BEGIN Source data
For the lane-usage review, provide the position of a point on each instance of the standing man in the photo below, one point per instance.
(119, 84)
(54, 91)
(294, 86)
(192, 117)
END Source data
- _Task requirements_
Retype the material above, line by line, exactly.

- _Solution to the exercise_
For the lane-usage review, provide the position of a point on each instance of the standing man in the photo below, one point per instance.
(119, 84)
(54, 91)
(294, 86)
(192, 117)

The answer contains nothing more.